----- Excerpt provided -----
He seems to pretty much wilfully deny himself any joy or pleasure in life, any lighthearted fun, as if this somehow hurt the cause that the lives for, i.e. Cretan independence from the Turks (3.92). He is rather cold towards his wife (see e.g. 1.42), and as for his daughter: “From the day when she had completed her twelfth year and her bosom was becoming full, her father had forbidden her to come into his sight. For three years he had not seen her.” (1.39. The consequences of this policy can be seen in 6.189: “ ‘Who's that nice girl?’ he asked her [i.e. his wife] and indicated Renió [his daughter] with a glance. ‘I've seen her somewhere. But where?’/ Katerina sighed:/ ‘She's your daughter.’/ Captain Michales bent his head and made no sound after that.” — Curiously, the daughter seems to have internalized all this patriarchal oppression to the point where she is actually quite fond of him despite all this: “She was afraid of her father, but she loved him and was proud of him. What he did seemed to her right, and if she had been a man she would have done the same. She too would have wanted to see only her son—the girls could just creep away as soon as they heard the door open and him coming.” 1.39; and see also 1.45, 3.112, 4.134.)

Every few months Michales invites a few acquaintances to a feast lasting a whole week, during which he forces them (as well as himself) to drink almost without interruption; but the drink doesn't seem to affect him, and he merely sits glumly and enjoys a kind of dark sense of contempt at the sight of the antics and carousings of his drunken companions (3.111–2, 4.126–32).

<spoiler warning>

He similarly feels contempt for his fellow Cretan patriot Captain Polyxigis, with whom they fought together in a previous uprising. Michales respects him as a fighter and fellow patriot, but despises his cheerful disposition and his fondness for women (4.135). To Michales' disgust, Polyxigis even begins an affair with Eminé (3.109–10, 5.174–5), the wife and later the widow of Nuri Bey, the same Turkish aga whom we encountered earlier in this synopsis. Nor is Michales assuaged by the fact that Eminé is getting ready to convert to christianity and get married to Polyxigis (6.189, 7.220).

Anyway, during the course of the uprising, which both Michales and Polyxigis of course join, Eminé is at some point kidnapped by Turkish soldiers. Michales decides to try to capture her back, but in order to do this, he has to temporarily withdraw himself and some of his fighters from the defence of a besieged Greek monastery (10.327) which later falls to the Turks before Michales and his men have the time to return (10.328–9).

Michales therefore feels responsible for the fall of the monastery and the death of its abbot (although it isn't obvious to me that the presence of him and his handful of people would have made so much of a difference), he is also criticised by others for having left his post, and he is probably acutely ashamed of having done all that on account of a mere woman (10.333–8). He concludes that “ ‘she's the one to blame, she, the shameful woman!’ ” (10.338) and proceeds to murder her in her sleep (10.340), which, if you ask me, is surely a thousand times more shameful than anything she had ever done in her life.
-----
#### Things to do:
[1] Reproduce the commentary on Captain Michales from "He similarly feels" up to and including "Polyxigis (6.189, 7.220).", substituting "disdain" for "contempt".
[2] How many lines of the rows below contain the string "every"? Case counts, and give only the number.
----- Records to use -----
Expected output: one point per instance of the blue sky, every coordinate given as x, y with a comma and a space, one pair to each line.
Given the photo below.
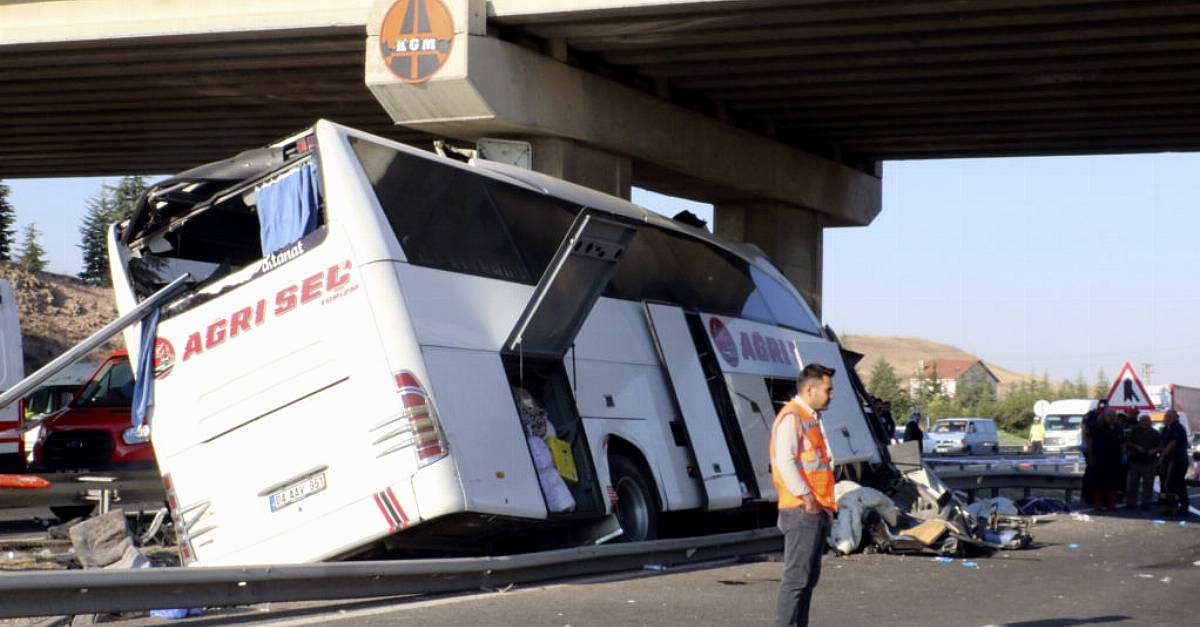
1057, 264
-----
----- Records to use -----
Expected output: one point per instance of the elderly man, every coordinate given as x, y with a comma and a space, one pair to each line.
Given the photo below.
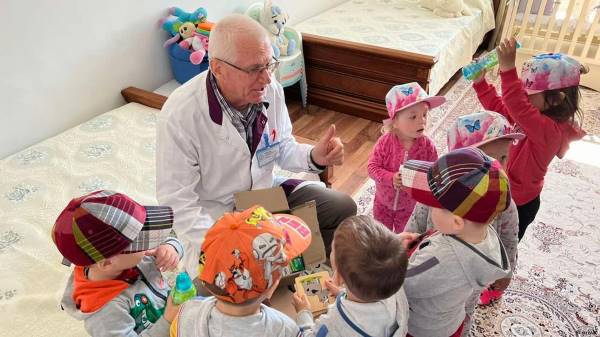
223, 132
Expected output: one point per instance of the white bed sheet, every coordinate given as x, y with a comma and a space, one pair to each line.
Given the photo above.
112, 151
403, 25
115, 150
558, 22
-----
#### Answers for this exercise:
[1]
He similarly feels disdain for his fellow Cretan patriot Captain Polyxigis, with whom they fought together in a previous uprising. Michales respects him as a fighter and fellow patriot, but despises his cheerful disposition and his fondness for women (4.135). To Michales' disgust, Polyxigis even begins an affair with Eminé (3.109–10, 5.174–5), the wife and later the widow of Nuri Bey, the same Turkish aga whom we encountered earlier in this synopsis. Nor is Michales assuaged by the fact that Eminé is getting ready to convert to christianity and get married to Polyxigis (6.189, 7.220).

[2] 3